- **TEXT PROVIDED**
==*==
In the LABORATORY (or for Forensic Architecture, the STUDIO) – aesthetic practices such as film, photography, and modelling are employed to collate image and data, validate facts, assemble cases and compose narratives. Here aesthetic functions are entangled with probative ones, and also facilitate them.

In the FORUM, aesthetics is manifested in the way a case is publically presented. The presentation of an investigation’s findings can involve different techniques and technologies of demonstration, rhetoric, and persuasion: forms of image display, projection and enhancement are used widely in courts and inquiries; and elements of performance are often involved, through gesture, narrativisation and dramatization.

Forensic practitioners are keenly aware of the paradox inherent in the aesthetic dimension of their discipline: they know how essential aesthetics is to the investigative, interpretative and presentational labour necessary to ascertain and assert the most simple of facts; but likewise, how important it is to refer to the truth as something much more obvious and given.

Images produced by Richard Helmer superimposing a portrait of Josef Mengele with images of his skull, Medico Legal Institute Labs, São Paulo, Brazil, June 1985. Image courtesy of Maja Helmer. The concept of Forensic Aesthetics draws on research conducted with Thomas Keenan.
In 1984, human remains claimed to be that of Josef Mengele, the ‘executioner of Auschwitz’, were discovered in the suburbs of São Paulo. The best forensic experts worldwide, appointed to examine and identify them, went through a systematic reconstruction of the events of Mengele’s life as physically recorded in the form and texture of his bones. Richard Helmer, a German pathologist and photographer, developed the videographic technique of ‘face-skull superimposition’, in which a video image of a portrait photograph is placed over a video image of a skull in order to determine whether the two represent the same individual. As such, an image produced as part of the scientific process became effective beyond the protocols of both science and the law, in the visual realm of presentation and persuasion.

Clyde Snow presents a slide of the skull of Liliana Pereyra, in the 1985 trial of members of the Argentine junta for crimes committed in the ‘dirty war’ (1976–1983).
==*==
- **PARTS OF THE EXERCISE**
- 1) List every person named in the forensic aesthetics passage.
- 2) Carry on the forensic aesthetics passage, picking up right after its final sentence about Clyde Snow's slide.

[Point-per-instance localization data]
==*==
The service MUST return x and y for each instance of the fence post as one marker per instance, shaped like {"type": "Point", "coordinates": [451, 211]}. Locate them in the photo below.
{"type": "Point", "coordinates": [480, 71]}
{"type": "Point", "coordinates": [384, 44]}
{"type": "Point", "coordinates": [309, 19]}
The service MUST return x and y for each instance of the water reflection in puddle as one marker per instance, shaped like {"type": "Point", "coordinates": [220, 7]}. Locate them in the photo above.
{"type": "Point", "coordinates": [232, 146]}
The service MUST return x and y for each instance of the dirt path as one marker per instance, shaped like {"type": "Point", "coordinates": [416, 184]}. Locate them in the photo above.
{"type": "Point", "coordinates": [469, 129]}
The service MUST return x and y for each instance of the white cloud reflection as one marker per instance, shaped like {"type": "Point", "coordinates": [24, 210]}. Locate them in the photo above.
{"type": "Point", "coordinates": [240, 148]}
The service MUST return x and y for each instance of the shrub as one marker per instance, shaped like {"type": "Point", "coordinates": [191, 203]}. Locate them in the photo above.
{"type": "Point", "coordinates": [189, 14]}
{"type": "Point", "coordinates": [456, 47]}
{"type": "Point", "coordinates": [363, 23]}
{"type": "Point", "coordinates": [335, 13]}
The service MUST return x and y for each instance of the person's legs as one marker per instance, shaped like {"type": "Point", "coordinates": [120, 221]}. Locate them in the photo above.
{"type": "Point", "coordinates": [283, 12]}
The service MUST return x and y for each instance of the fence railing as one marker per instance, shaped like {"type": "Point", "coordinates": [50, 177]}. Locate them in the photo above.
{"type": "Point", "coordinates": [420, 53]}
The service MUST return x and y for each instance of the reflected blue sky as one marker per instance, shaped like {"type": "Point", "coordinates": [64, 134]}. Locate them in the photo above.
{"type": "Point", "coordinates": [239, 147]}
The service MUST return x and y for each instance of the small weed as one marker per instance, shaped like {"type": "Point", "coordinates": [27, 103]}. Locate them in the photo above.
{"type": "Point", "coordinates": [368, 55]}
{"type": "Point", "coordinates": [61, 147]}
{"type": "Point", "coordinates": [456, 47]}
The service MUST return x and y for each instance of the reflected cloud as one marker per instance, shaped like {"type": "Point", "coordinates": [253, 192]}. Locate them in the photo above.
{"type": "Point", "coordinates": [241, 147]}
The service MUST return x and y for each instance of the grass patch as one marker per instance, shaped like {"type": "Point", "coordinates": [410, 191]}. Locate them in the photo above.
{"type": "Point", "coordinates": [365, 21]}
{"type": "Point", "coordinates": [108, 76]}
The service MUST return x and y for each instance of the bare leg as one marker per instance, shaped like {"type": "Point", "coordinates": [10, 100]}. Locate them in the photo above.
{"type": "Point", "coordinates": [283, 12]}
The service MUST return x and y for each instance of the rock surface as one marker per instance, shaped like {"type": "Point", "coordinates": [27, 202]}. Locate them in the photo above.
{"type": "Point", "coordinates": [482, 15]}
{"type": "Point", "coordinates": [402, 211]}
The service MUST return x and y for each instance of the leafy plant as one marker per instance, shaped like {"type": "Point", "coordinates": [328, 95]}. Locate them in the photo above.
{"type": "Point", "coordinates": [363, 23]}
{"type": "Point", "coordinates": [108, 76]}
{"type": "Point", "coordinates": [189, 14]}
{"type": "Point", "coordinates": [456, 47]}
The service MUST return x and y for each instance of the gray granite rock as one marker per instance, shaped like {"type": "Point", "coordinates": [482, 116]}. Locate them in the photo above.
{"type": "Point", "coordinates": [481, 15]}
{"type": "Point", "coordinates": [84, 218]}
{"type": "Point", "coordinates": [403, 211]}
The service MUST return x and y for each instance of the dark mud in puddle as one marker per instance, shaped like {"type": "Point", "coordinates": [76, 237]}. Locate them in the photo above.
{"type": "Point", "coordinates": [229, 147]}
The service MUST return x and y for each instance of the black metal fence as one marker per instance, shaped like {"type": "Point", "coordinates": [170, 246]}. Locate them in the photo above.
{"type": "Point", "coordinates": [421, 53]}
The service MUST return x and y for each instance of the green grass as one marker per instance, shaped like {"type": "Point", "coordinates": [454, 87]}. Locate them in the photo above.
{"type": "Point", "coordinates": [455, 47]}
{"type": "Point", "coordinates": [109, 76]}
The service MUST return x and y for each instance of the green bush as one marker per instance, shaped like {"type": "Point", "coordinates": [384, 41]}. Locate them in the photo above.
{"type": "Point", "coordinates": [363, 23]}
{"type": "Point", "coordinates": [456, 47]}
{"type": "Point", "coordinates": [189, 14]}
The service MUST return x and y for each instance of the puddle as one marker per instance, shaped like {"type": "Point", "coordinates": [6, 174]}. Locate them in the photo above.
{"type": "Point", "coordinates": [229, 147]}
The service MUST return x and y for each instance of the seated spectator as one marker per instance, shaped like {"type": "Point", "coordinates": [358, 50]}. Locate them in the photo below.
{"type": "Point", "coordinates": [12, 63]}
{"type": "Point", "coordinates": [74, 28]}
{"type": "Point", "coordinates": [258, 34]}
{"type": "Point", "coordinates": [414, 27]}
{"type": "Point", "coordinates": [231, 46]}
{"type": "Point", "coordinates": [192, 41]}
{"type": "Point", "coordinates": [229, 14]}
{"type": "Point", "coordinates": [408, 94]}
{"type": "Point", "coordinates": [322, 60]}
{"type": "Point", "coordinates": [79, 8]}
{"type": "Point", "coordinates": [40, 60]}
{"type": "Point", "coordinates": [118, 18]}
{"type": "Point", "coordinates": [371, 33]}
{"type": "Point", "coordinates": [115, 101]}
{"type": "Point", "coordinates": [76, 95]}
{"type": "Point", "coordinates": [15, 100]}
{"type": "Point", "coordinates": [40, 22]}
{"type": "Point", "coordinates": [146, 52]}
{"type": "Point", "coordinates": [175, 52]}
==*==
- **WRITTEN ANSWERS**
- 1) Richard Helmer, Josef Mengele, Maja Helmer, Thomas Keenan, Clyde Snow, Liliana Pereyra

- 2)
Clyde Snow was one of the pioneers of the application of forensic anthropology to investigate state crimes. He participated in the exhumation of the remains of Josef Mengele in 1985. Snow later trained the team that conducted the exhumations of the ‘disappeared’ in Argentina – the Argentine Forensic Anthropology Team (EAAF) – the first forensic anthropology team working in the context of human rights. Snow referred to his work as ‘osteo-biography’, saying that the skeleton contains ‘a brief but very useful and informative biography of an individual … if you know how to read it’. Blurring the boundary between object and subject, he sometimes spoke of and to bones in a Hamletlike manner, posing questions to them but most often simply speaking on their behalf, or ‘telling their stories’.

Top images courtesy Ma’an News Agency. Bottom image courtesy Gagi Dagon.
Cracks in buildings can be read as SENSORS. They are material events that emerge as the result of force contradictions, progressing slowly or at speed along paths of least resistance. In 2008, cracks started to appear in homes, public buildings, and streets in Silwan, a Palestinian neighbourhood located next to the Old City of Jerusalem. Shortly beforehand, a Jewish settler association started an illegal excavation through parts of an Iron Age site it believed to be the biblical ‘City of David’. Documentation of the cracks was presented in court as evidence of the illegal excavation, but the court rejected the residents’ petition to stop it.